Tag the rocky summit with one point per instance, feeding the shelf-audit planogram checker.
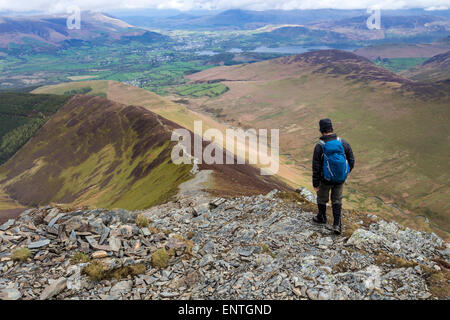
(258, 247)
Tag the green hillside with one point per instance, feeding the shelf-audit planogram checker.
(398, 128)
(96, 152)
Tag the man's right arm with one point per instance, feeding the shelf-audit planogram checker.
(317, 165)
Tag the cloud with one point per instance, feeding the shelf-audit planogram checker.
(53, 6)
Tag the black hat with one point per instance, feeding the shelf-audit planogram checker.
(325, 125)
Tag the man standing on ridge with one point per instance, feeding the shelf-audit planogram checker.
(332, 162)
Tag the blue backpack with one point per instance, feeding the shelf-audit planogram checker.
(335, 164)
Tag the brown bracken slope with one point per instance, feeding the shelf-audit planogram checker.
(398, 127)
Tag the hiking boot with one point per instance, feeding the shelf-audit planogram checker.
(337, 228)
(322, 215)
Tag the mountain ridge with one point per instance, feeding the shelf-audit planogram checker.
(291, 93)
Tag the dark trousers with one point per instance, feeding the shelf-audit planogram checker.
(323, 196)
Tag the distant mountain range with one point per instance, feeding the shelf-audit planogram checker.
(249, 19)
(436, 68)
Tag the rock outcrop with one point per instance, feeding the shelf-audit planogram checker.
(259, 247)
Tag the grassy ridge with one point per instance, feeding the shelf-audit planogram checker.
(21, 115)
(386, 118)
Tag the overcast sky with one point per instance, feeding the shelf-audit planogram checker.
(52, 6)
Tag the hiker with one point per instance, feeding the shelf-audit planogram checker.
(332, 162)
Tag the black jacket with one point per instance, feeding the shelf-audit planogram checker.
(318, 158)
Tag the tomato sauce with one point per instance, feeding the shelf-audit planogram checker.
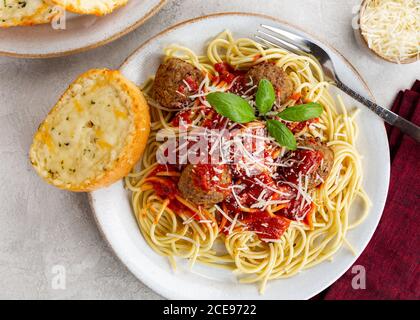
(166, 188)
(305, 162)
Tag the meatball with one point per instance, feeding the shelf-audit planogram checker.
(175, 80)
(281, 82)
(313, 160)
(326, 164)
(205, 184)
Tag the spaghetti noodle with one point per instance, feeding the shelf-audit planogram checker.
(197, 233)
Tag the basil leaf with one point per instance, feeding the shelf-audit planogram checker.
(282, 134)
(265, 96)
(302, 112)
(231, 106)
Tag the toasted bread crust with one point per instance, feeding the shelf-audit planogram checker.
(135, 140)
(101, 7)
(38, 12)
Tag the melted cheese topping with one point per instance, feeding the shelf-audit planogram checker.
(18, 12)
(392, 28)
(85, 134)
(98, 7)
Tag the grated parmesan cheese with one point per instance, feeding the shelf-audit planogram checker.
(391, 28)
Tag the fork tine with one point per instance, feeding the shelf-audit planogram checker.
(278, 42)
(289, 37)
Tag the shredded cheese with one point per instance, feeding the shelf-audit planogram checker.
(392, 28)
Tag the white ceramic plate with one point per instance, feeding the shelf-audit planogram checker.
(112, 210)
(82, 32)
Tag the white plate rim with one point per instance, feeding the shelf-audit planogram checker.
(154, 10)
(162, 291)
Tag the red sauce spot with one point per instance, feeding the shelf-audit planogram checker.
(184, 116)
(167, 188)
(295, 211)
(208, 176)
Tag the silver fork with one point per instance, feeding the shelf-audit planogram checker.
(277, 37)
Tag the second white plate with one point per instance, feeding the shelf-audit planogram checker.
(82, 32)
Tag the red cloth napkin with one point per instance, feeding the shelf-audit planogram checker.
(392, 258)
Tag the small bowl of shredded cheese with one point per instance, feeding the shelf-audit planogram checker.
(391, 29)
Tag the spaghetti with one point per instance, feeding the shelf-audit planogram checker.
(175, 227)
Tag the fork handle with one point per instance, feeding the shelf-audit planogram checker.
(388, 116)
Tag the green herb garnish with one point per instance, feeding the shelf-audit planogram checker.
(282, 134)
(231, 106)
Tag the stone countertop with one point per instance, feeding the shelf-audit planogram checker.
(43, 229)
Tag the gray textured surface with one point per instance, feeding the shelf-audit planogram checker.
(41, 227)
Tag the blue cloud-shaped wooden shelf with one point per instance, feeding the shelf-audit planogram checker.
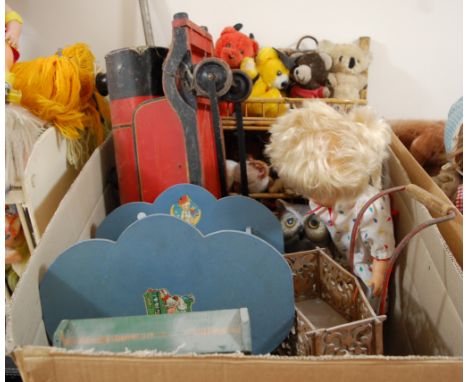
(223, 270)
(199, 207)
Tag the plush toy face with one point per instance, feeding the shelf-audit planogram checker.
(311, 70)
(232, 46)
(347, 58)
(272, 69)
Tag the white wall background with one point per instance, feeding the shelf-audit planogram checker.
(417, 50)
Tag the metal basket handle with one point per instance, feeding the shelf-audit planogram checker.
(432, 203)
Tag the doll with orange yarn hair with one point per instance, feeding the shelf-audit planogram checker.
(13, 25)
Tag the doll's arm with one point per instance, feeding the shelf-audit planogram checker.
(13, 25)
(377, 233)
(248, 66)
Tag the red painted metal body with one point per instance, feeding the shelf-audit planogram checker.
(163, 141)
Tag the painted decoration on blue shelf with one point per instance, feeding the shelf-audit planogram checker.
(200, 208)
(222, 270)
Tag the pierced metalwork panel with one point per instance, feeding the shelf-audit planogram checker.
(338, 288)
(350, 339)
(304, 266)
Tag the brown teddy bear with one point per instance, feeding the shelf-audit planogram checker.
(425, 140)
(310, 76)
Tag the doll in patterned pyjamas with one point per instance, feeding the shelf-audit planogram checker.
(335, 160)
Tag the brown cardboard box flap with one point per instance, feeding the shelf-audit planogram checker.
(52, 365)
(452, 231)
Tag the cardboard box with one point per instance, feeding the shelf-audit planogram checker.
(423, 334)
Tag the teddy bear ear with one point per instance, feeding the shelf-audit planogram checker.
(254, 45)
(285, 59)
(325, 46)
(327, 60)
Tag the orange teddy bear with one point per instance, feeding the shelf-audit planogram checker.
(233, 46)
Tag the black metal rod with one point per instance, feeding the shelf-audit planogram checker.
(218, 138)
(146, 19)
(241, 148)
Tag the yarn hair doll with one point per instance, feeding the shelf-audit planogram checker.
(13, 26)
(335, 161)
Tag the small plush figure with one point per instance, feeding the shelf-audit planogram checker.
(270, 74)
(350, 63)
(13, 26)
(310, 76)
(335, 161)
(233, 46)
(302, 231)
(424, 140)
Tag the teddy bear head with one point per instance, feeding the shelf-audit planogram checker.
(347, 58)
(273, 66)
(233, 46)
(311, 70)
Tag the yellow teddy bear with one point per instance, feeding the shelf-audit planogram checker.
(270, 74)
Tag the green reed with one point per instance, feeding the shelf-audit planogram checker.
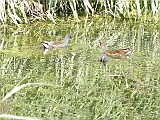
(20, 11)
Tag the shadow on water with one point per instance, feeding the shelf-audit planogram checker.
(84, 84)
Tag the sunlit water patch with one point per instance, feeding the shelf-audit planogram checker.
(82, 83)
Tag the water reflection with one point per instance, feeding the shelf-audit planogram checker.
(76, 68)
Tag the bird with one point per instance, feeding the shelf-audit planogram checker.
(103, 59)
(118, 54)
(56, 44)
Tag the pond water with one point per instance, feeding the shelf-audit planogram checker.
(77, 85)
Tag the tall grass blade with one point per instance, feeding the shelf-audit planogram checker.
(17, 117)
(18, 88)
(88, 5)
(74, 10)
(2, 11)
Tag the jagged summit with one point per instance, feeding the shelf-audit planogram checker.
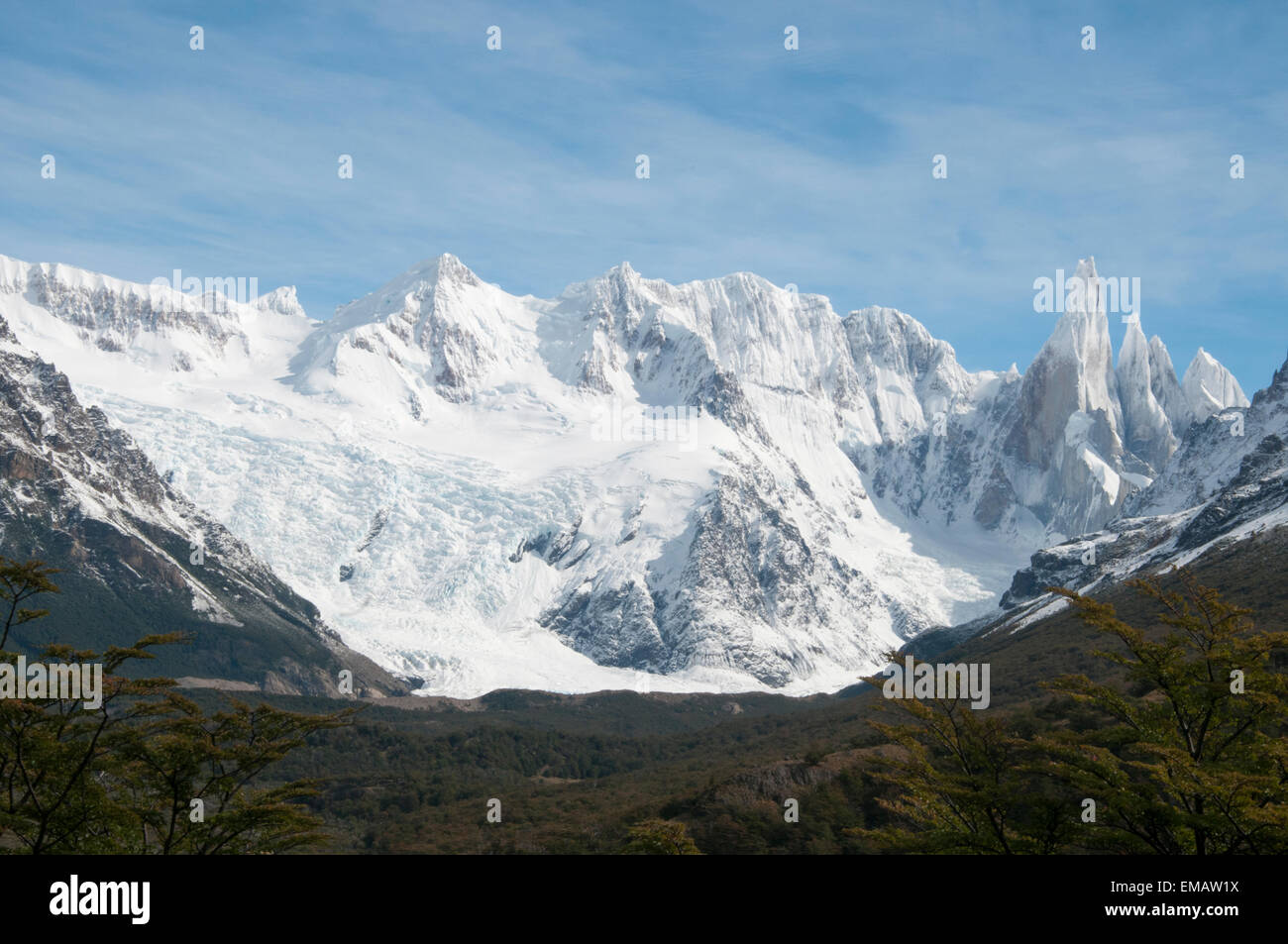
(1210, 387)
(814, 488)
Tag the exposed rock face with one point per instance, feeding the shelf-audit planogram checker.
(815, 491)
(1210, 387)
(138, 557)
(1225, 481)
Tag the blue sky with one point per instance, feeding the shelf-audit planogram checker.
(809, 166)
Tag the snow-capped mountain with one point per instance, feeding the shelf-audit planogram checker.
(137, 558)
(720, 483)
(1210, 387)
(1227, 480)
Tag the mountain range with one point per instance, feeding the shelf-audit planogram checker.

• • • •

Instructions to follow
Give the listing again, exactly as it appears, but without its images.

Finished exercise
Tag the rocky summit with one point per instance, feeding the shelf-audit planogram checker.
(258, 247)
Tag the green hillside with one point per instance, feeding the shelf-audit planogram checker.
(398, 128)
(96, 152)
Tag the man's right arm with one point per instance, feeding the shelf-audit planogram checker.
(317, 165)
Tag the cloud with one point per instance, feeding the shelf-audit planogram checker.
(53, 6)
Tag the black hat with one point per instance, feeding the shelf-audit planogram checker.
(325, 125)
Tag the man standing on ridge with one point per instance, feeding the shelf-audit planogram checker.
(332, 162)
Tag the blue backpack with one point per instance, feeding the shelf-audit planogram checker.
(335, 164)
Tag the brown bracken slope with one point per instance, feeding the shelf-audit planogram checker.
(398, 127)
Tag the hiking boot with one point per instance, feeding the shelf-audit planogram checker.
(337, 228)
(322, 215)
Tag the mountain ridge with one point per instance, feeding the shelf-audit planogram checker.
(291, 93)
Tag the dark trousers with one point per instance, feeding the shelf-audit planogram checker.
(323, 196)
Tag the distant mountain range with one point per instance, feeding the shelf-audit planogram checker.
(249, 19)
(436, 68)
Tag the rock outcrop with one point per instance, feeding the shelf-audit planogram checker.
(259, 247)
Tag the grassy ridge with one point per instance, feeding the shelf-audit planogram checker.
(21, 115)
(386, 118)
Tag the overcast sky with one point per instance, feeding the shelf-audit planogram checker.
(52, 6)
Tag the hiker with one point per instance, feeding the shelf-audit planogram checker.
(332, 162)
Tag the black jacket with one point per instance, feeding the shelf-audit planogram checker.
(318, 158)
Tag the tomato sauce with one point per instance, feeding the shelf-audit planogram checker.
(166, 188)
(305, 162)
Tag the meatball with one point per instance, feeding the shelf-audit planogram checker.
(175, 80)
(281, 82)
(313, 160)
(326, 164)
(205, 184)
Tag the spaghetti noodle with one point per instance, feeding the shelf-audit planogram checker.
(197, 233)
Tag the basil leaf with one point per instance, feeding the shelf-audit planogram checker.
(282, 134)
(265, 96)
(302, 112)
(231, 106)
Tag the toasted bread crust with one point per instance, feeding the shelf-audit planogram checker.
(135, 140)
(101, 7)
(38, 12)
Tag the melted cheese topping with one point per instance, feeding the shelf-audit planogram checker.
(18, 12)
(392, 28)
(85, 134)
(98, 7)
Tag the grated parmesan cheese with one point per instance, feeding the shelf-audit planogram checker.
(391, 28)
Tag the fork tine with one point per instance, feeding the shelf-audit planogram checker.
(278, 42)
(289, 37)
Tag the shredded cheese with one point per instance, feeding the shelf-audit planogram checker.
(392, 28)
Tag the white ceramic plate with one point per instance, feeding the shelf-audit planogram checker.
(112, 210)
(82, 32)
Tag the white plate rim with one point per instance, feeding the shelf-audit planogram checker.
(154, 10)
(162, 291)
Tag the red sauce spot with one point per instance, feeding the shelf-audit planogram checker.
(184, 116)
(167, 188)
(295, 211)
(208, 176)
Tag the silver fork with one point per instance, feeding the shelf-audit planogram checker.
(277, 37)
Tag the second white plate with one point per instance, feeding the shelf-audit planogram checker.
(82, 32)
Tag the red cloth napkin with one point per instance, feeding the shelf-audit planogram checker.
(392, 258)
Tag the small bowl of shredded cheese with one point per instance, feeding the shelf-audit planogram checker.
(391, 29)
Tag the spaghetti with one point per instance, feeding the shelf-audit planogram checker.
(175, 227)
Tag the fork handle with one point per instance, feeding the shelf-audit planogram checker.
(388, 116)
Tag the green herb garnish with one point per instance, feeding the shelf-audit planogram checker.
(282, 134)
(231, 106)
Tag the stone countertop with one point per instance, feeding the shelf-audit planogram checker.
(43, 229)
Tag the gray textured surface with one point per instance, feeding the shelf-audit planogram checker.
(41, 227)
Tag the blue cloud-shaped wooden shelf with one point per instance, feeding the shelf-audit planogram checker.
(223, 270)
(199, 207)
Tag the plush toy face with one point per instance, feeding the shelf-audit planogram checker.
(311, 70)
(232, 46)
(347, 58)
(272, 69)
Tag the white wall background with one point per instance, feeding the shelf-audit planogram checker.
(417, 50)
Tag the metal basket handle with one point per instance, feeding the shelf-audit planogram checker.
(432, 203)
Tag the doll with orange yarn hair with one point per instance, feeding the shelf-audit planogram checker.
(13, 25)
Tag the doll's arm with one point per instance, feeding the shelf-audit planogram checker.
(13, 25)
(377, 233)
(248, 66)
Tag the red painted metal body with one point per instance, feeding the shelf-audit planogram checker.
(163, 141)
Tag the painted decoration on blue shelf with one point per instance, feeding the shelf-audit planogram checker.
(200, 208)
(222, 270)
Tag the pierced metalwork panel with one point per instance, feeding the shelf-audit planogram checker.
(338, 288)
(350, 339)
(304, 266)
Tag the brown teddy bear with one point per instance, feeding the shelf-audit planogram checker.
(425, 140)
(310, 76)
Tag the doll in patterned pyjamas with one point per instance, feeding the shelf-audit planogram checker.
(335, 160)
Tag the brown cardboard box flap with one point per instance, feeding the shelf-audit planogram checker.
(52, 365)
(452, 231)
Tag the cardboard box with one point per instance, feeding the shelf-audit planogram checker.
(423, 334)
Tag the teddy bear ear with one point per instance, feeding the shelf-audit planogram checker.
(254, 45)
(285, 59)
(325, 46)
(327, 60)
Tag the orange teddy bear with one point per instance, feeding the shelf-audit planogram checker.
(233, 46)
Tag the black metal rod with one point per instance, feeding the shelf-audit planogram checker.
(218, 138)
(146, 19)
(241, 148)
Tag the yarn hair doll with one point per instance, feeding the shelf-audit planogram checker.
(13, 26)
(335, 161)
Tag the small plush figure with one point per instance, feeding the shelf-audit planogram checker.
(270, 74)
(350, 63)
(13, 26)
(310, 76)
(335, 161)
(233, 46)
(302, 231)
(424, 140)
Tag the teddy bear head with one point per instance, feeding the shelf-audit planogram checker.
(347, 58)
(273, 66)
(233, 46)
(311, 70)
Tag the yellow teddy bear with one point per instance, feeding the shelf-audit planogram checker.
(270, 74)
Tag the green reed with one point per instance, feeding the shelf-audit planogram checker.
(20, 11)
Tag the shadow on water with one point per instance, feeding the shelf-audit planogram checker.
(84, 84)
Tag the sunlit water patch with one point per instance, feeding the shelf-audit planogram checker.
(82, 83)
Tag the water reflection with one point per instance, feeding the shelf-audit planogram checker.
(76, 68)
Tag the bird with one point per instance, feeding the shelf-audit planogram checker.
(103, 59)
(118, 54)
(56, 44)
Tag the pond water with one point per instance, feeding the shelf-audit planogram checker.
(77, 85)
Tag the tall grass blade with one point per instance, feeding the shelf-audit planogram checker.
(17, 117)
(18, 88)
(88, 5)
(74, 10)
(2, 11)
Tag the jagged summit with one point per instance, feeding the shelf-audit planogram checker.
(1210, 387)
(814, 488)
Tag the exposed rock face with one point per instance, feeding the shelf-audit planogram checker.
(815, 491)
(1210, 387)
(138, 557)
(1225, 481)
Tag the blue sky with one point per instance, feeding the shelf-audit planogram checker.
(809, 166)
Tag the snow-capped mountain with one point per instance, feeding the shelf-audit planogram checker.
(137, 558)
(720, 483)
(1210, 387)
(1227, 480)
Tag the mountain range with one point per instance, feeding the shelf-audit planogram checker.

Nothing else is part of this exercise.